[Task input start]

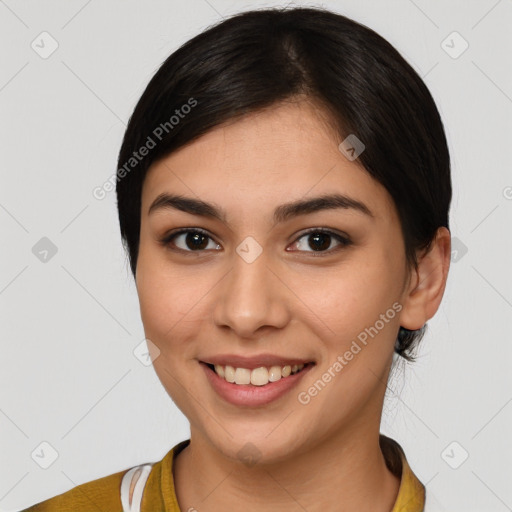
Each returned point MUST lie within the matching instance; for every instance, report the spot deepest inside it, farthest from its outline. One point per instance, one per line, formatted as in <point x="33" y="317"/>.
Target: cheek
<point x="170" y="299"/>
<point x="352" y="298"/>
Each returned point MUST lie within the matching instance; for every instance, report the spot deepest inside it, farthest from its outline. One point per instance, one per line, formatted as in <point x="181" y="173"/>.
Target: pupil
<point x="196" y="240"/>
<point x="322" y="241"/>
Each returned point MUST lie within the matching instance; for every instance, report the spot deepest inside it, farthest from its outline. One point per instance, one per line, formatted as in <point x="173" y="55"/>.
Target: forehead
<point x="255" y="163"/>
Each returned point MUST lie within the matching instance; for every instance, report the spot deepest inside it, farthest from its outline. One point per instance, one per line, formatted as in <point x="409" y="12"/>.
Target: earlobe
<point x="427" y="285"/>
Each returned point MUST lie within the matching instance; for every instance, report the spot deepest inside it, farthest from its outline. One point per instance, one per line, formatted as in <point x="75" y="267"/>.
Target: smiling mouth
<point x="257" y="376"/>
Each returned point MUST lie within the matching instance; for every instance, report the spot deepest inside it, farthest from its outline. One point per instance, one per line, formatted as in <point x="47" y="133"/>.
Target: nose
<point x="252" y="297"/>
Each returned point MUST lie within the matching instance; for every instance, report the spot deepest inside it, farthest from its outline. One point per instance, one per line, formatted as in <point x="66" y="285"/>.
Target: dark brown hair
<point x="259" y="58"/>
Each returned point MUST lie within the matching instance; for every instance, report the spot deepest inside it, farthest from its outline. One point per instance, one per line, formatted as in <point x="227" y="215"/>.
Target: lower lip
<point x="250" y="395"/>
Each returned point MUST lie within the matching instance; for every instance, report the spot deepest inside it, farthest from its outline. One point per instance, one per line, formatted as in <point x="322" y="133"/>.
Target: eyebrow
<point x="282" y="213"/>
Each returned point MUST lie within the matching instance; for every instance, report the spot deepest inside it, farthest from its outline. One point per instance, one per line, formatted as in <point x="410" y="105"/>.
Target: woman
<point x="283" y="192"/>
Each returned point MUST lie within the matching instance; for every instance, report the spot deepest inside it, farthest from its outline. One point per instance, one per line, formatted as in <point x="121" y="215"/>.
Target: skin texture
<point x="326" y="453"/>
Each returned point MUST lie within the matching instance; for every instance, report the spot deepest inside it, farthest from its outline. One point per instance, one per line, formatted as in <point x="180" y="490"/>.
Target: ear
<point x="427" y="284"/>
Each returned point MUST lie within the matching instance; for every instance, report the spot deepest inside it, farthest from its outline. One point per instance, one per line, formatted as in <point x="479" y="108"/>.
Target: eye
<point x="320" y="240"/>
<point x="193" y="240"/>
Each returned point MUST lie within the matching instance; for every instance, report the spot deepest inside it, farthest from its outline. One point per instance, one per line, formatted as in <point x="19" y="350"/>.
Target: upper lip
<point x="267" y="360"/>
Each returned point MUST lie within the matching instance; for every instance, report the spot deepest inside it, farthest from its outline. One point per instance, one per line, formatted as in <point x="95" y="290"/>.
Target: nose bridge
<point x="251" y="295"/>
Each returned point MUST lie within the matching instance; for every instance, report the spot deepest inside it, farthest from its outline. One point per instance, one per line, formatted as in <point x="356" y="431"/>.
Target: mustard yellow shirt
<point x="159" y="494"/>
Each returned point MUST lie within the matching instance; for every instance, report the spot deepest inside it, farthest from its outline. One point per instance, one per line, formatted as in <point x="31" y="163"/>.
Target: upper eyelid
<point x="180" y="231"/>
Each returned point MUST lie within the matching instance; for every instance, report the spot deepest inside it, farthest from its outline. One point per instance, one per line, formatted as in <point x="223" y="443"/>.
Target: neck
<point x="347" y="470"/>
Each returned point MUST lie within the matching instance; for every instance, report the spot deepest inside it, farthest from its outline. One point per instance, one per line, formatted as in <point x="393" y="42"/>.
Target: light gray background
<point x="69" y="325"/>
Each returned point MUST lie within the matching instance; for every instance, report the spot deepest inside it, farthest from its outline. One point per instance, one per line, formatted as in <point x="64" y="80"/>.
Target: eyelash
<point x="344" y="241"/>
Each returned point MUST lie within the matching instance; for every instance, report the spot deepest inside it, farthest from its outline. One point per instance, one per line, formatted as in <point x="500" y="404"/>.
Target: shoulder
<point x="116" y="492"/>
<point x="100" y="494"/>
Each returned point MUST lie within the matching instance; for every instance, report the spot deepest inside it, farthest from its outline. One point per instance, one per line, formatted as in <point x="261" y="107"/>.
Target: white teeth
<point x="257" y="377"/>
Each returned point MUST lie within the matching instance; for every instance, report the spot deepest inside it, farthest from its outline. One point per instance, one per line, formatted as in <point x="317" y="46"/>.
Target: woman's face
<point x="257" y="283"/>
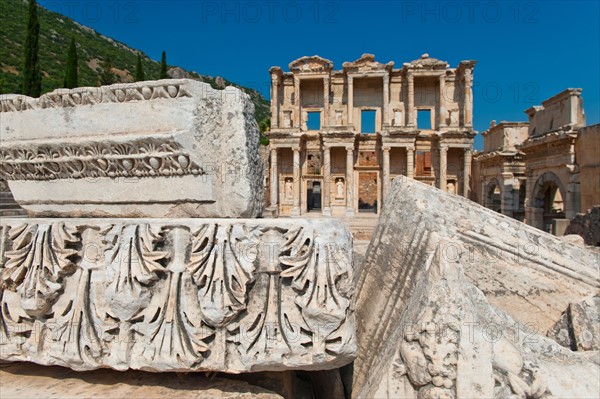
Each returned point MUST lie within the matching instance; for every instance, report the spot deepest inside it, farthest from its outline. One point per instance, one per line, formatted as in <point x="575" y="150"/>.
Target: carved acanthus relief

[Task input end]

Exercise goal :: Extract every line of the items above that contains the string "upper", matching case exactly.

Solved exercise ::
Target: upper lip
Target: upper eyelid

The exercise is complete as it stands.